▶ _RECORDS SHOWN_
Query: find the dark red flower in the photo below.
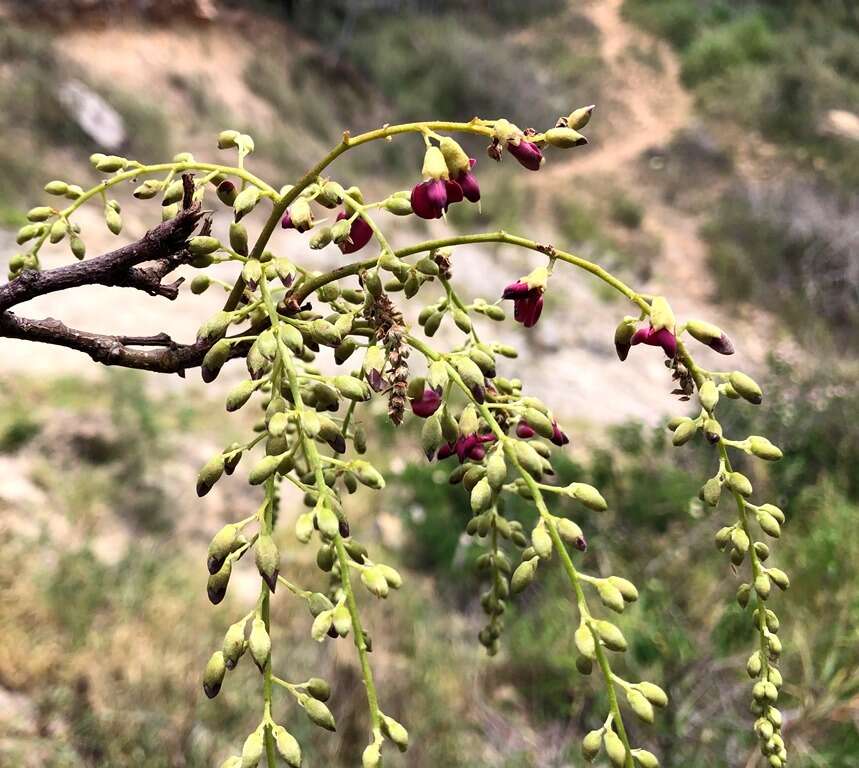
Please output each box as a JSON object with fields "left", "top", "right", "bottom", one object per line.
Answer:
{"left": 454, "top": 158, "right": 480, "bottom": 203}
{"left": 281, "top": 211, "right": 294, "bottom": 229}
{"left": 516, "top": 422, "right": 536, "bottom": 439}
{"left": 502, "top": 280, "right": 544, "bottom": 328}
{"left": 437, "top": 433, "right": 497, "bottom": 463}
{"left": 409, "top": 388, "right": 442, "bottom": 418}
{"left": 336, "top": 211, "right": 373, "bottom": 254}
{"left": 507, "top": 139, "right": 544, "bottom": 171}
{"left": 630, "top": 326, "right": 677, "bottom": 358}
{"left": 410, "top": 178, "right": 464, "bottom": 220}
{"left": 550, "top": 420, "right": 570, "bottom": 447}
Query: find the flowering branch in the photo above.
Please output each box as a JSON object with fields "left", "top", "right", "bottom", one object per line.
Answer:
{"left": 3, "top": 105, "right": 787, "bottom": 768}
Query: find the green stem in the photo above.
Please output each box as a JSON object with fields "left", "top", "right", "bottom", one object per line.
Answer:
{"left": 261, "top": 478, "right": 278, "bottom": 768}
{"left": 272, "top": 295, "right": 383, "bottom": 737}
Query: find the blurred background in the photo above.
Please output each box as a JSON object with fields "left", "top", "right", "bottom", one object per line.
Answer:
{"left": 0, "top": 1, "right": 857, "bottom": 766}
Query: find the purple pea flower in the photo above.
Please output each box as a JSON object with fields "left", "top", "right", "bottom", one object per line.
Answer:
{"left": 630, "top": 325, "right": 678, "bottom": 359}
{"left": 409, "top": 388, "right": 442, "bottom": 418}
{"left": 410, "top": 178, "right": 464, "bottom": 220}
{"left": 507, "top": 138, "right": 544, "bottom": 171}
{"left": 502, "top": 280, "right": 544, "bottom": 328}
{"left": 454, "top": 158, "right": 480, "bottom": 203}
{"left": 335, "top": 211, "right": 373, "bottom": 254}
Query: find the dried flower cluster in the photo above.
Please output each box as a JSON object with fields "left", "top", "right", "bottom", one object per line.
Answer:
{"left": 3, "top": 107, "right": 789, "bottom": 768}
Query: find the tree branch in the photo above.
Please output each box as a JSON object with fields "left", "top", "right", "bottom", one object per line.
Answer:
{"left": 0, "top": 174, "right": 230, "bottom": 376}
{"left": 0, "top": 177, "right": 205, "bottom": 312}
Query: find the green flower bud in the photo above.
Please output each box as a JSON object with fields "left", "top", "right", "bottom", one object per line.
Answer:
{"left": 302, "top": 696, "right": 336, "bottom": 731}
{"left": 582, "top": 729, "right": 602, "bottom": 761}
{"left": 311, "top": 610, "right": 333, "bottom": 641}
{"left": 383, "top": 714, "right": 409, "bottom": 752}
{"left": 353, "top": 460, "right": 385, "bottom": 489}
{"left": 95, "top": 155, "right": 127, "bottom": 172}
{"left": 206, "top": 522, "right": 238, "bottom": 578}
{"left": 471, "top": 477, "right": 493, "bottom": 513}
{"left": 44, "top": 180, "right": 68, "bottom": 195}
{"left": 362, "top": 742, "right": 381, "bottom": 768}
{"left": 203, "top": 651, "right": 226, "bottom": 698}
{"left": 574, "top": 624, "right": 596, "bottom": 659}
{"left": 748, "top": 436, "right": 783, "bottom": 461}
{"left": 241, "top": 729, "right": 264, "bottom": 768}
{"left": 633, "top": 748, "right": 660, "bottom": 768}
{"left": 223, "top": 620, "right": 246, "bottom": 669}
{"left": 421, "top": 414, "right": 443, "bottom": 460}
{"left": 242, "top": 259, "right": 262, "bottom": 290}
{"left": 731, "top": 527, "right": 750, "bottom": 554}
{"left": 566, "top": 104, "right": 595, "bottom": 129}
{"left": 233, "top": 187, "right": 261, "bottom": 221}
{"left": 218, "top": 129, "right": 240, "bottom": 149}
{"left": 557, "top": 518, "right": 586, "bottom": 549}
{"left": 197, "top": 453, "right": 225, "bottom": 498}
{"left": 249, "top": 455, "right": 281, "bottom": 485}
{"left": 197, "top": 310, "right": 233, "bottom": 342}
{"left": 730, "top": 371, "right": 763, "bottom": 404}
{"left": 702, "top": 477, "right": 722, "bottom": 507}
{"left": 531, "top": 523, "right": 553, "bottom": 559}
{"left": 703, "top": 417, "right": 722, "bottom": 444}
{"left": 486, "top": 450, "right": 507, "bottom": 490}
{"left": 207, "top": 559, "right": 232, "bottom": 605}
{"left": 726, "top": 471, "right": 753, "bottom": 497}
{"left": 699, "top": 379, "right": 719, "bottom": 412}
{"left": 331, "top": 603, "right": 351, "bottom": 636}
{"left": 361, "top": 566, "right": 390, "bottom": 598}
{"left": 598, "top": 581, "right": 626, "bottom": 613}
{"left": 273, "top": 725, "right": 301, "bottom": 767}
{"left": 101, "top": 204, "right": 121, "bottom": 235}
{"left": 307, "top": 677, "right": 331, "bottom": 701}
{"left": 754, "top": 573, "right": 771, "bottom": 600}
{"left": 768, "top": 568, "right": 789, "bottom": 590}
{"left": 595, "top": 620, "right": 627, "bottom": 652}
{"left": 248, "top": 617, "right": 271, "bottom": 671}
{"left": 514, "top": 440, "right": 544, "bottom": 477}
{"left": 511, "top": 557, "right": 539, "bottom": 593}
{"left": 568, "top": 483, "right": 608, "bottom": 511}
{"left": 333, "top": 375, "right": 370, "bottom": 402}
{"left": 544, "top": 126, "right": 588, "bottom": 148}
{"left": 315, "top": 504, "right": 339, "bottom": 539}
{"left": 48, "top": 218, "right": 67, "bottom": 243}
{"left": 189, "top": 236, "right": 221, "bottom": 256}
{"left": 757, "top": 509, "right": 781, "bottom": 538}
{"left": 604, "top": 730, "right": 628, "bottom": 768}
{"left": 672, "top": 419, "right": 698, "bottom": 446}
{"left": 16, "top": 223, "right": 42, "bottom": 244}
{"left": 637, "top": 681, "right": 668, "bottom": 708}
{"left": 627, "top": 688, "right": 654, "bottom": 723}
{"left": 309, "top": 318, "right": 342, "bottom": 346}
{"left": 225, "top": 379, "right": 256, "bottom": 412}
{"left": 255, "top": 534, "right": 280, "bottom": 591}
{"left": 736, "top": 582, "right": 751, "bottom": 608}
{"left": 747, "top": 651, "right": 763, "bottom": 678}
{"left": 377, "top": 563, "right": 403, "bottom": 590}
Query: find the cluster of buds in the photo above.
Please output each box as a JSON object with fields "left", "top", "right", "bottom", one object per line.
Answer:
{"left": 665, "top": 327, "right": 789, "bottom": 764}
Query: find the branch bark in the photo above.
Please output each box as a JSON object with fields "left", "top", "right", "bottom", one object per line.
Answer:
{"left": 0, "top": 175, "right": 229, "bottom": 376}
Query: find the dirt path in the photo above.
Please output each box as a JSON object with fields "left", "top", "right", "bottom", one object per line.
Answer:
{"left": 547, "top": 0, "right": 692, "bottom": 179}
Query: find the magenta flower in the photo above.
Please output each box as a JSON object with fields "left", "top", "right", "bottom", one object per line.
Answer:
{"left": 507, "top": 139, "right": 544, "bottom": 171}
{"left": 336, "top": 211, "right": 373, "bottom": 254}
{"left": 550, "top": 420, "right": 570, "bottom": 447}
{"left": 281, "top": 211, "right": 294, "bottom": 229}
{"left": 516, "top": 422, "right": 536, "bottom": 439}
{"left": 502, "top": 280, "right": 544, "bottom": 328}
{"left": 437, "top": 433, "right": 497, "bottom": 463}
{"left": 410, "top": 178, "right": 464, "bottom": 219}
{"left": 630, "top": 326, "right": 677, "bottom": 358}
{"left": 410, "top": 387, "right": 442, "bottom": 418}
{"left": 454, "top": 158, "right": 480, "bottom": 203}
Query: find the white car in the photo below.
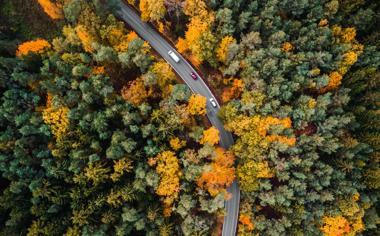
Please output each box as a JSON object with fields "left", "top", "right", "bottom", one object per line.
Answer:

▶ _PROBLEM REQUIREMENTS_
Find the word "above" in the listing and copy each line that contains it.

▶ _COMPLETED TASK_
Query: find the flowering branch in the photo above.
Query: find the green stem in the photo above.
Query: find the blurred background in the photo above.
Query: find the purple pea flower in the photo above.
Query: find the dried flower cluster in the photo above.
Query: find the tree branch in the photo above.
Query: find the green flower bud in the photo above.
Query: find the cluster of buds in the photo above.
Query: find the branch bark in the photo above.
Query: find the dirt path in the photo above.
Query: find the magenta flower in the photo above.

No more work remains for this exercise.